= Maura Bosch =

American composer

Marjorie Ann Hess a.k.a. Maura Bosch (born 1956) is an American composer. She was born in Reading, Pennsylvania, and studied at the Hartt College of Music where she received a Bachelor of Music degree in 1978, and at Princeton University where she received a Master of Fine Arts degree in 1982 and a Ph.D. in 2008, after studying with Alexander Lepak, Edward T. Cone, Milton Babbitt and Peter Westergaard.

==Career==
She married composer Jeffrey Brooks and lived for a while in Bath, England, where Brooks was composer-in-residence at Bath College. After returning to the United States, the couple settled in Minneapolis. She co-founded and ran Corn Palace Productions, a Minneapolis music theatre company, from 1990 through 1997. The company produced dozens of new works, including three of her own operas. One of them was based on a poem by James Merrill, with whom she collaborated in writing the libretto. She also founded and played with the ensemble Blackstone Bosch from 1997 until 2000.

##############################

Stated problem:
Please repeat the stretch of the Maura Bosch text from "Marjorie Ann Hess" through "and Peter Westergaard.", word for word. The records after this point are separate from the Maura Bosch text.

##############################

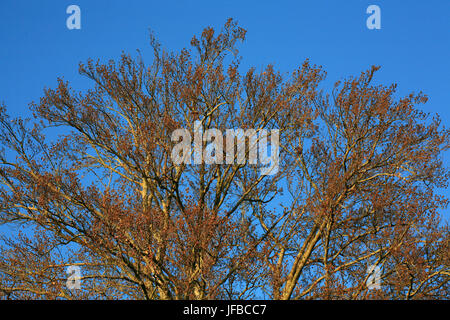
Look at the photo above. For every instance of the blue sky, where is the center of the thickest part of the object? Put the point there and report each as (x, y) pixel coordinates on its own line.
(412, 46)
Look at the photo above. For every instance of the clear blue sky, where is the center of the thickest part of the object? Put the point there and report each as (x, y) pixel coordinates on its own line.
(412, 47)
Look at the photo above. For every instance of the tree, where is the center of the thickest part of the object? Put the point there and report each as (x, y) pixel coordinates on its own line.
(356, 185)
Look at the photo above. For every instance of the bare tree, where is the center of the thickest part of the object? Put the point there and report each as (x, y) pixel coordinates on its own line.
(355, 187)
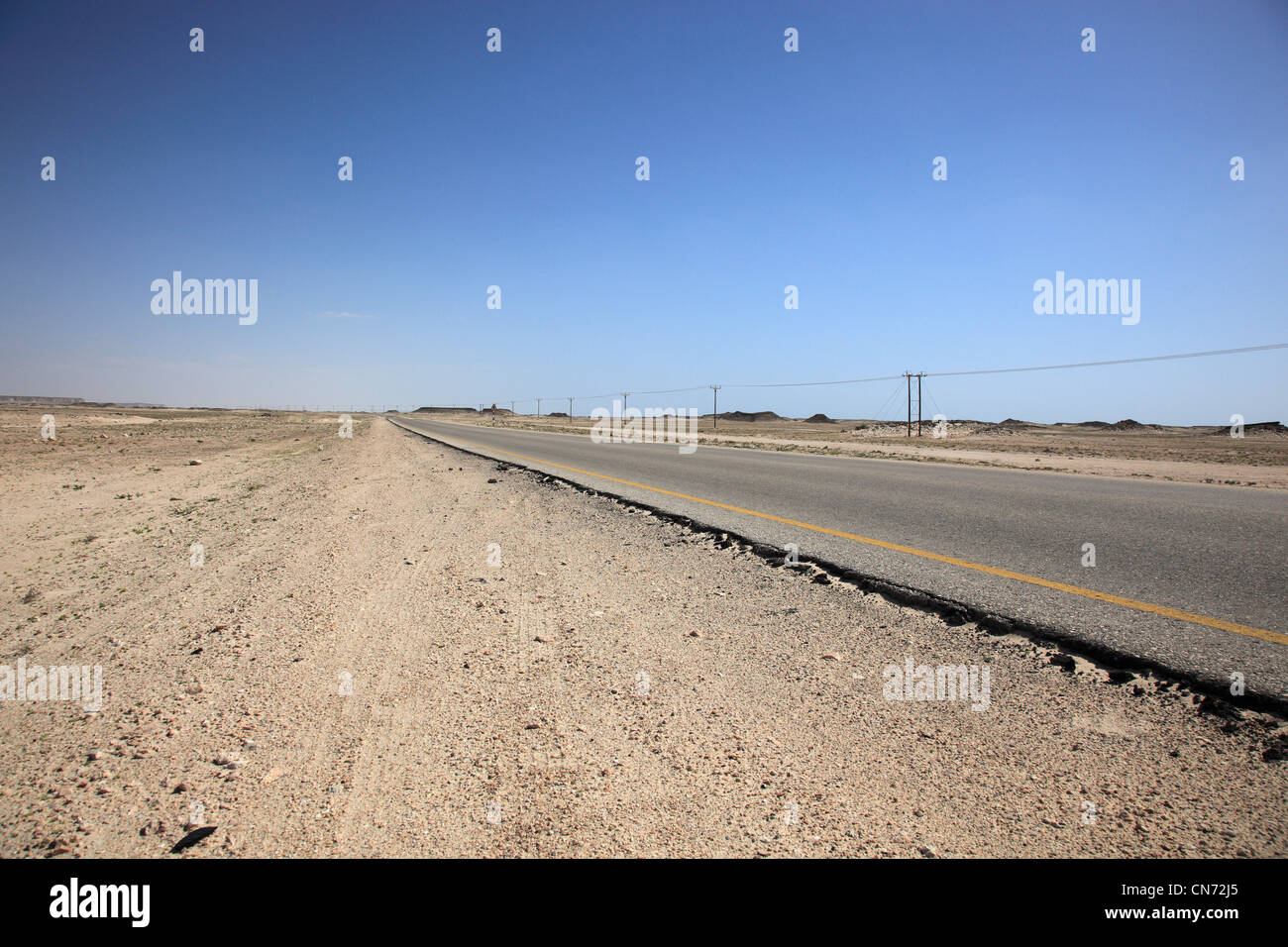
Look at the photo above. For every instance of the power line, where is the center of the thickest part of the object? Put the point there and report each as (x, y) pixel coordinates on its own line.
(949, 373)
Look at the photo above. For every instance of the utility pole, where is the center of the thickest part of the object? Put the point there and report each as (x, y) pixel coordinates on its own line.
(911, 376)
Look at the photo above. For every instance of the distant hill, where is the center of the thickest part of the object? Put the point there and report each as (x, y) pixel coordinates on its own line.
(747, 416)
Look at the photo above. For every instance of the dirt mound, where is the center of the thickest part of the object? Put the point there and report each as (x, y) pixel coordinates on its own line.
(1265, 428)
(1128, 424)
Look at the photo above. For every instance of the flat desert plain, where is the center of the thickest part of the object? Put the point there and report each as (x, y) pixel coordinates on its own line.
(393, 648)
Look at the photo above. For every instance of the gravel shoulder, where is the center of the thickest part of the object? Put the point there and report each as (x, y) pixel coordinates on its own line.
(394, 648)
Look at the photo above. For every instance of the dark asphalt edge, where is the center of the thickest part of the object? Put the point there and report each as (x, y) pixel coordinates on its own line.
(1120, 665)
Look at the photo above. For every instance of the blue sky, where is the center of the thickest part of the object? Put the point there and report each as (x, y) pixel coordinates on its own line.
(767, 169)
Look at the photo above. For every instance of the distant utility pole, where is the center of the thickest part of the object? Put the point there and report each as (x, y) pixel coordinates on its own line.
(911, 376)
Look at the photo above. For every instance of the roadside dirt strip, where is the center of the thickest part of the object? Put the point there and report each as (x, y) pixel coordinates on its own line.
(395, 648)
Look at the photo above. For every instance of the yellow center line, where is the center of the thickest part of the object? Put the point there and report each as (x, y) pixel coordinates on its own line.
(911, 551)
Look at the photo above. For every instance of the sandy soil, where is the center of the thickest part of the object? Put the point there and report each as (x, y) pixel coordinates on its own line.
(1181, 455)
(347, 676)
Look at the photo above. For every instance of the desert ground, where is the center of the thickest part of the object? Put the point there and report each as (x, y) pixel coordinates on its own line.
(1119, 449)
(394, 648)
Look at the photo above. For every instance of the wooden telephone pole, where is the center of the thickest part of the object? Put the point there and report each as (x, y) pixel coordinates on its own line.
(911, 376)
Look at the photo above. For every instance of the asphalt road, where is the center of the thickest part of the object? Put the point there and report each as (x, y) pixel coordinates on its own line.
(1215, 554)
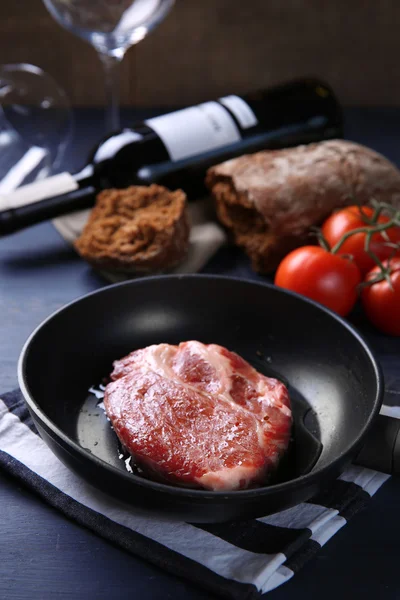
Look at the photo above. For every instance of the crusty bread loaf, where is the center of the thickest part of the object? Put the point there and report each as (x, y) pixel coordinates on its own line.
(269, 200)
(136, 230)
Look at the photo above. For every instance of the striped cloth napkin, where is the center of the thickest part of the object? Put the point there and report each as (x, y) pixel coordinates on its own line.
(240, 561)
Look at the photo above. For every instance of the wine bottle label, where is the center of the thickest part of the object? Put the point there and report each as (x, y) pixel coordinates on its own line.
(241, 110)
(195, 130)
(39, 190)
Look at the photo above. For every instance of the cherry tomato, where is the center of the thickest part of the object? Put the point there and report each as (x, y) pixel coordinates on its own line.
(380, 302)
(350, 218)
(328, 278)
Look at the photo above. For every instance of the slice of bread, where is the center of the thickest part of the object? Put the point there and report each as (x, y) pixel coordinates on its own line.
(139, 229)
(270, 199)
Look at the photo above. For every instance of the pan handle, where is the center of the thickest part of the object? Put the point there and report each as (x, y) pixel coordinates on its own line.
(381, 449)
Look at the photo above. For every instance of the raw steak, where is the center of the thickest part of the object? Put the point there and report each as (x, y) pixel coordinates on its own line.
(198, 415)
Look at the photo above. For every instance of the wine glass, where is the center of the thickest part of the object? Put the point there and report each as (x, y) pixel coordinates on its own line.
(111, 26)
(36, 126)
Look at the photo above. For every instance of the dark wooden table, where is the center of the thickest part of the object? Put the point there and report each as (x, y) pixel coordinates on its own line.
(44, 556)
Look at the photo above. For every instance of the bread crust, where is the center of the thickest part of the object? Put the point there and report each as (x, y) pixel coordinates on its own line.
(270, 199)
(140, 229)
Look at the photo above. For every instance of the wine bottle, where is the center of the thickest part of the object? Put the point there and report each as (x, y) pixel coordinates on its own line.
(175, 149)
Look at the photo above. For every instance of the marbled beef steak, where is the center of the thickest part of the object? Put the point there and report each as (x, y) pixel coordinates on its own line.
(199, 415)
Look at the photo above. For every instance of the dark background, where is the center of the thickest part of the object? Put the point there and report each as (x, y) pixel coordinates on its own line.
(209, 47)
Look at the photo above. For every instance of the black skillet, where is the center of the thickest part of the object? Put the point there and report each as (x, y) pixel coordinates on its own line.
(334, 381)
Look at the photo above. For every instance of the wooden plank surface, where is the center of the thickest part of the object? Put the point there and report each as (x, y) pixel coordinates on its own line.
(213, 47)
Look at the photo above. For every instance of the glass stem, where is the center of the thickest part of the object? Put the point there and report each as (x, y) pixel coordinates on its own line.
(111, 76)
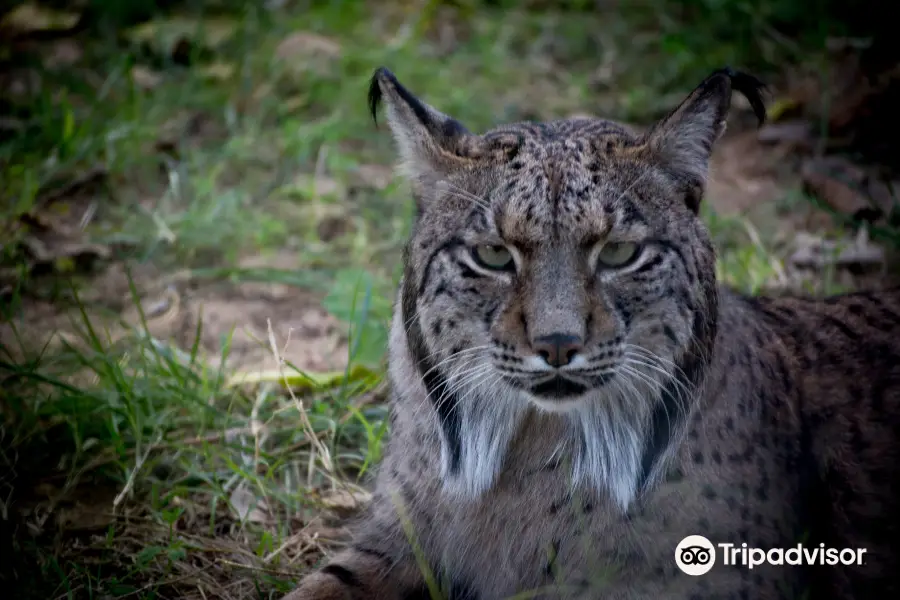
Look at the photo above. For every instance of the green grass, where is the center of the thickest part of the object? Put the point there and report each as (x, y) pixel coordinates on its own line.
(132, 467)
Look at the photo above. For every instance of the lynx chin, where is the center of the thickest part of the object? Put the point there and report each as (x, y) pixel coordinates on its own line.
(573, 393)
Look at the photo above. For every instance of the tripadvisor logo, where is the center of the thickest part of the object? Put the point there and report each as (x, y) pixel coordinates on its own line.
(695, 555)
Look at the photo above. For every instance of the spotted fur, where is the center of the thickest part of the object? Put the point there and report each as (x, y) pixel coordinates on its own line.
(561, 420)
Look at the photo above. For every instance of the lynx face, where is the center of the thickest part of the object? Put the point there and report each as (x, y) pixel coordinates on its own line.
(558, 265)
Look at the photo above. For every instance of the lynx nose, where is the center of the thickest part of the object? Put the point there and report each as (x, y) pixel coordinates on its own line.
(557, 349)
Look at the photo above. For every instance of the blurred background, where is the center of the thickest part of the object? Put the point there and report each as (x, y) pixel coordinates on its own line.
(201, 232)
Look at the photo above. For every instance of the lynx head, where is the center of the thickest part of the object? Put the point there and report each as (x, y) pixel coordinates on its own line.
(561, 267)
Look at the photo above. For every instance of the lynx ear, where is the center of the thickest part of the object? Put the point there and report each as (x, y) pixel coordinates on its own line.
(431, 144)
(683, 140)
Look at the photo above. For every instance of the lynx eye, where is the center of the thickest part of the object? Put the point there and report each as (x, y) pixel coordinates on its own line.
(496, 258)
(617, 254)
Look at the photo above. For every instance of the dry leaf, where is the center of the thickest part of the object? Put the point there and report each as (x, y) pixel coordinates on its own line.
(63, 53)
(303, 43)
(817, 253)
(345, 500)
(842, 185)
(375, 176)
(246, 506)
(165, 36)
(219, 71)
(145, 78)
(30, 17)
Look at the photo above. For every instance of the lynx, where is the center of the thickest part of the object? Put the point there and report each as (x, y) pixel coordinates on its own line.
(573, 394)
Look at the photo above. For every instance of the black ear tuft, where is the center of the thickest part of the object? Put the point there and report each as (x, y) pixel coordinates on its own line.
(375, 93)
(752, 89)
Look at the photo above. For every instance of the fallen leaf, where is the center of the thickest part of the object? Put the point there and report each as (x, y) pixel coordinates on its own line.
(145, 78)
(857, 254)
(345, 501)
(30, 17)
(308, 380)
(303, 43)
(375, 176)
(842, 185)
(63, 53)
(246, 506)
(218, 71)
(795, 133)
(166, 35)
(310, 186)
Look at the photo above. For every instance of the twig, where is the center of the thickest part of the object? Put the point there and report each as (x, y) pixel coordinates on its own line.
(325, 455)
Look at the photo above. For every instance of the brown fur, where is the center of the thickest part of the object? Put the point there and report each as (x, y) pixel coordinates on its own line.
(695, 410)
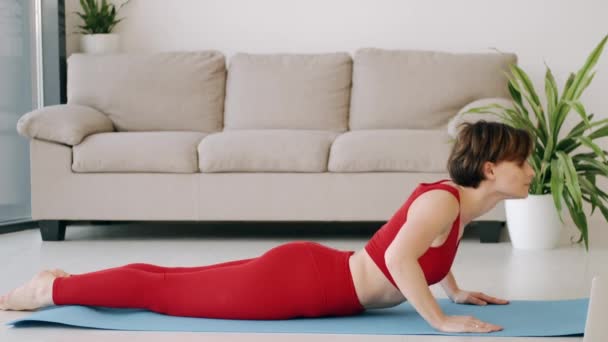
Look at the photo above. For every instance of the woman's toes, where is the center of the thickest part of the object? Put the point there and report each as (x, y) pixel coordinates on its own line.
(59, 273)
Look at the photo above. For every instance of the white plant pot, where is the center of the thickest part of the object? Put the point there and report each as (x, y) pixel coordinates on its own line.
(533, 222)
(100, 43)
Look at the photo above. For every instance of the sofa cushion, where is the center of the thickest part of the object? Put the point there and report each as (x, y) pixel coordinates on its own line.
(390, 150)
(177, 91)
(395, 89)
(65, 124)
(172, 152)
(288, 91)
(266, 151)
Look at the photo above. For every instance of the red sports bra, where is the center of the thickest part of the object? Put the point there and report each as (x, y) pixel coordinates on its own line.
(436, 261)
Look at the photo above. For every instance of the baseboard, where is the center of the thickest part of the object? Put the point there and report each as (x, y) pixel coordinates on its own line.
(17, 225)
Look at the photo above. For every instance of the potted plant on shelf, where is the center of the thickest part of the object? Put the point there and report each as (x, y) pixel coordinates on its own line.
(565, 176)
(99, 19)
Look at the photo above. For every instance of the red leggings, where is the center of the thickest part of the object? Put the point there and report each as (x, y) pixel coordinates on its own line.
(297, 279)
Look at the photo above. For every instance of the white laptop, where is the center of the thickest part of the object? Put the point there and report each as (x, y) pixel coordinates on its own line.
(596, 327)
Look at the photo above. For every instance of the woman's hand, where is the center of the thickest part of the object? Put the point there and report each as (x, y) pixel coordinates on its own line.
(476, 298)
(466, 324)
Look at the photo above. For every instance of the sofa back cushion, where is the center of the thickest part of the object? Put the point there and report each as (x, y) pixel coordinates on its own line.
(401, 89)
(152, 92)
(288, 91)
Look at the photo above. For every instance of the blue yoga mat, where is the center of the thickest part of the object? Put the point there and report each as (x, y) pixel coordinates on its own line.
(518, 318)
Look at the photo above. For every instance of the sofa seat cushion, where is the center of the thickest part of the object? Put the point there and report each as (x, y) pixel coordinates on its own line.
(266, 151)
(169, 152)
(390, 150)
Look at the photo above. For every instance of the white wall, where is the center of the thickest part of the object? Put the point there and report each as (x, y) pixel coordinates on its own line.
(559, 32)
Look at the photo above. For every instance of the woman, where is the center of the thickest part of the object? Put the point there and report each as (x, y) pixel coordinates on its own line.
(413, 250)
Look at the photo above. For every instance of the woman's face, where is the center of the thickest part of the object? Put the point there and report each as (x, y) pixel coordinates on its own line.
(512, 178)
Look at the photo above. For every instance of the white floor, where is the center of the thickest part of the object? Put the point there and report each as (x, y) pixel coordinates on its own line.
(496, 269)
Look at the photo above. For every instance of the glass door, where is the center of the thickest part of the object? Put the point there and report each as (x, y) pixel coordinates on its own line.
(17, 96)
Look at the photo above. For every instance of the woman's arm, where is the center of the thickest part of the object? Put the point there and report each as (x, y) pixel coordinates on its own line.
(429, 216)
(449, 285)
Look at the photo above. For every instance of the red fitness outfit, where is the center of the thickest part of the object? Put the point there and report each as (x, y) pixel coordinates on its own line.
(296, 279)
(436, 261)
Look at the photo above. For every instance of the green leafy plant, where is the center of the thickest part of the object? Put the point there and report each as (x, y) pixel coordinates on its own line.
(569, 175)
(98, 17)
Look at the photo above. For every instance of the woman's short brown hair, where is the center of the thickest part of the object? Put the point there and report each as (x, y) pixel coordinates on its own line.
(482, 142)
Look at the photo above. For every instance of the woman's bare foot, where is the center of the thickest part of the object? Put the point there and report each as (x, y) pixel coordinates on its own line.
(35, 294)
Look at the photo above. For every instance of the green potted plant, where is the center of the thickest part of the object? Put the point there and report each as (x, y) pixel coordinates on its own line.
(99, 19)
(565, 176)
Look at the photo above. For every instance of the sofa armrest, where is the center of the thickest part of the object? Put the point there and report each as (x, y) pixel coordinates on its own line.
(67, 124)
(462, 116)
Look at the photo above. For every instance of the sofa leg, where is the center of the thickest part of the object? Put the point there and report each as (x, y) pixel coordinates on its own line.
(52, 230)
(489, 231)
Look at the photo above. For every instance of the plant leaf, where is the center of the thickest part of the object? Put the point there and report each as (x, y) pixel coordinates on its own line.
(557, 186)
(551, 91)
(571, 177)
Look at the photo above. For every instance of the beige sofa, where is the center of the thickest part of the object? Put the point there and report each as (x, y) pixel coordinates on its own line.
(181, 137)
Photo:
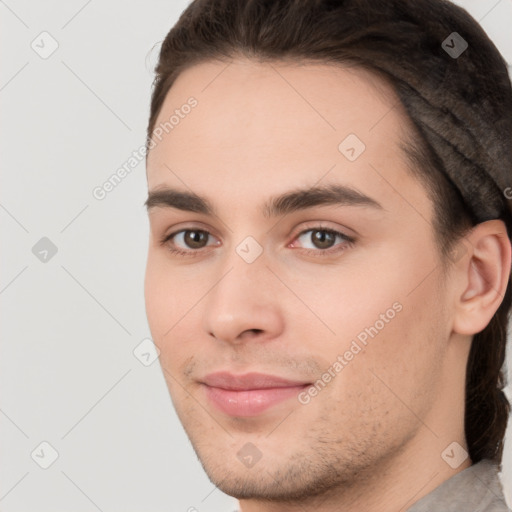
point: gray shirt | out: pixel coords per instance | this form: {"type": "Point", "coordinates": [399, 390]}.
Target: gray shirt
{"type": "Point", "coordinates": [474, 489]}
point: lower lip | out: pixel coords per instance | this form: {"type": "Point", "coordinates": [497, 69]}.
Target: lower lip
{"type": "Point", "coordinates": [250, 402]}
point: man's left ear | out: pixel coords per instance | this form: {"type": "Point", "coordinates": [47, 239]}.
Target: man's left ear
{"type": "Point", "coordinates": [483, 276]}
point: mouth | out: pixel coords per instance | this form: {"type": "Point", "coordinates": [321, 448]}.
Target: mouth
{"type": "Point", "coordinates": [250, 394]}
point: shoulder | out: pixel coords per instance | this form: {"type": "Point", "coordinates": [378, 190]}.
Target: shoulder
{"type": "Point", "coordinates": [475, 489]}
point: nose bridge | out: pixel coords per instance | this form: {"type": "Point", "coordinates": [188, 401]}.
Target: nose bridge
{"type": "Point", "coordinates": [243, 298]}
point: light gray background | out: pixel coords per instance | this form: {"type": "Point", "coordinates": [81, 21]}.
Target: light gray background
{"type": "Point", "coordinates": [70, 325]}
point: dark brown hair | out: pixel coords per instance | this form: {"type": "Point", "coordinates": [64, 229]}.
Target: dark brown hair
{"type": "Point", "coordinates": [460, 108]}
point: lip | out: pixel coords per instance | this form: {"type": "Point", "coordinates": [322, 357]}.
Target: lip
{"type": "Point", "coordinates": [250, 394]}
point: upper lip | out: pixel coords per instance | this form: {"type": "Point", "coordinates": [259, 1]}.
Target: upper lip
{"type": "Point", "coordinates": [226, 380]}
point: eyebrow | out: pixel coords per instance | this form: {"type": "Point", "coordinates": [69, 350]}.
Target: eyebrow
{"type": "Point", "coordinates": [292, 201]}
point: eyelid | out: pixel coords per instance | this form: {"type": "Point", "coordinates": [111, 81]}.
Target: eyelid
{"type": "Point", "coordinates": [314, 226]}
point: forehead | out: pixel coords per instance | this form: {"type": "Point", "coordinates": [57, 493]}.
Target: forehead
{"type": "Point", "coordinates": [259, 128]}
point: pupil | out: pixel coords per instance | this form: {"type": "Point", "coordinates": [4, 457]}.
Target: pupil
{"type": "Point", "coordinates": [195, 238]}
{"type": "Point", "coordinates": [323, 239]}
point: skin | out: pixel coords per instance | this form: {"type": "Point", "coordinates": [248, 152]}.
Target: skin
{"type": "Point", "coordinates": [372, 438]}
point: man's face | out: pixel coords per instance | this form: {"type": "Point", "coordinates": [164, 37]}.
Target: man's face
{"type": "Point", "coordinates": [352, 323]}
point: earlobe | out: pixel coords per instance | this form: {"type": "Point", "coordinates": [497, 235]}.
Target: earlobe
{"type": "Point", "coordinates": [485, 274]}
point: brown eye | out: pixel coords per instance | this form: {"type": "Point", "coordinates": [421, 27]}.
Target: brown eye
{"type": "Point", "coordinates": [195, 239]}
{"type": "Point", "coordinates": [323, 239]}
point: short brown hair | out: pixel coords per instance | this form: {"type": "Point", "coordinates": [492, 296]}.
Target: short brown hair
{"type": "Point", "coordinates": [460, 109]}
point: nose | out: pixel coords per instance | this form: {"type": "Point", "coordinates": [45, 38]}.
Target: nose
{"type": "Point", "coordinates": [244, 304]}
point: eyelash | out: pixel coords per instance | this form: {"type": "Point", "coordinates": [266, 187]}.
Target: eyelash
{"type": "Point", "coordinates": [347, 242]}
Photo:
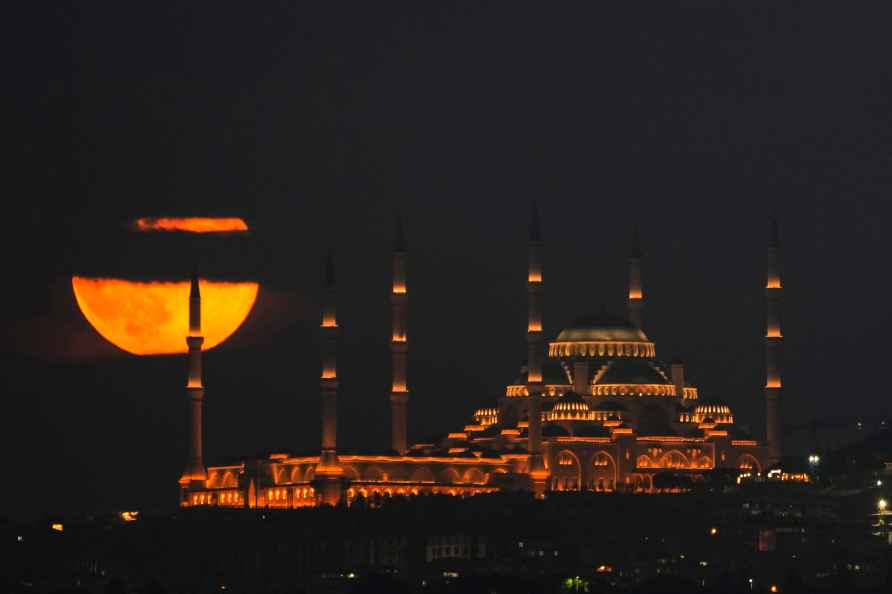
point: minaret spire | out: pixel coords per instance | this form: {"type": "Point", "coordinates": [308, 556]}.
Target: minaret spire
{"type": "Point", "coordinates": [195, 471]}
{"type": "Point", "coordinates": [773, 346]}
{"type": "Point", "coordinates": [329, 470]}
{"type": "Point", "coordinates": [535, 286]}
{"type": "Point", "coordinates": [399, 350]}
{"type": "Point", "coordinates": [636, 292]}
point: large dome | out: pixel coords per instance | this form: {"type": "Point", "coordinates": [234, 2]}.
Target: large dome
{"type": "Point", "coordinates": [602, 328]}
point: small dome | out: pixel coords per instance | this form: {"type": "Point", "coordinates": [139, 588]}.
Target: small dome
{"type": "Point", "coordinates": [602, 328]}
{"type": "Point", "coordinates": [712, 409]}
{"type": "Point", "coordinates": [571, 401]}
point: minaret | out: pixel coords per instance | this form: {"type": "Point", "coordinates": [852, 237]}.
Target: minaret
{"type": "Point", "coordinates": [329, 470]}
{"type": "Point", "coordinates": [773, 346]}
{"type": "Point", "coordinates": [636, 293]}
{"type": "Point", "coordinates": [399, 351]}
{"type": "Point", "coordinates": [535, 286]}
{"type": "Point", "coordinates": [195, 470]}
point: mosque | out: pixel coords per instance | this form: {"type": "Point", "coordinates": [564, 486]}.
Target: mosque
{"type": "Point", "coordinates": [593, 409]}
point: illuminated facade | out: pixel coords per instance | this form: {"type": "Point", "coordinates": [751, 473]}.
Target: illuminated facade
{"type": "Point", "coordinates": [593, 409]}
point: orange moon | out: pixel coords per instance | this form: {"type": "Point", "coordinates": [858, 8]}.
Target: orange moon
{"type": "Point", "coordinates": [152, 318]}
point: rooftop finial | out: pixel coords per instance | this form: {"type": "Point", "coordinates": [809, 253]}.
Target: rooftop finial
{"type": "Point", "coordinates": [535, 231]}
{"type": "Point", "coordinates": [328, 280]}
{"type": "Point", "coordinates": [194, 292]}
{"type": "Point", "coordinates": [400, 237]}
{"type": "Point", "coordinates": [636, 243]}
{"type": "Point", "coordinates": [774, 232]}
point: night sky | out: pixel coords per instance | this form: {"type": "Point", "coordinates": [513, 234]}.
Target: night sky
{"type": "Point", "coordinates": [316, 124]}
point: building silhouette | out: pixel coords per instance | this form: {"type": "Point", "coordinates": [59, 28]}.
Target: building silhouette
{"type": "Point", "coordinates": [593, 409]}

##############################

Solution to the problem:
Marjorie Ann Hess a.k.a. Maura Bosch (born 1956) is an American composer. She was born in Reading, Pennsylvania, and studied at the Hartt College of Music where she received a Bachelor of Music degree in 1978, and at Princeton University where she received a Master of Fine Arts degree in 1982 and a Ph.D. in 2008, after studying with Alexander Lepak, Edward T. Cone, Milton Babbitt and Peter Westergaard.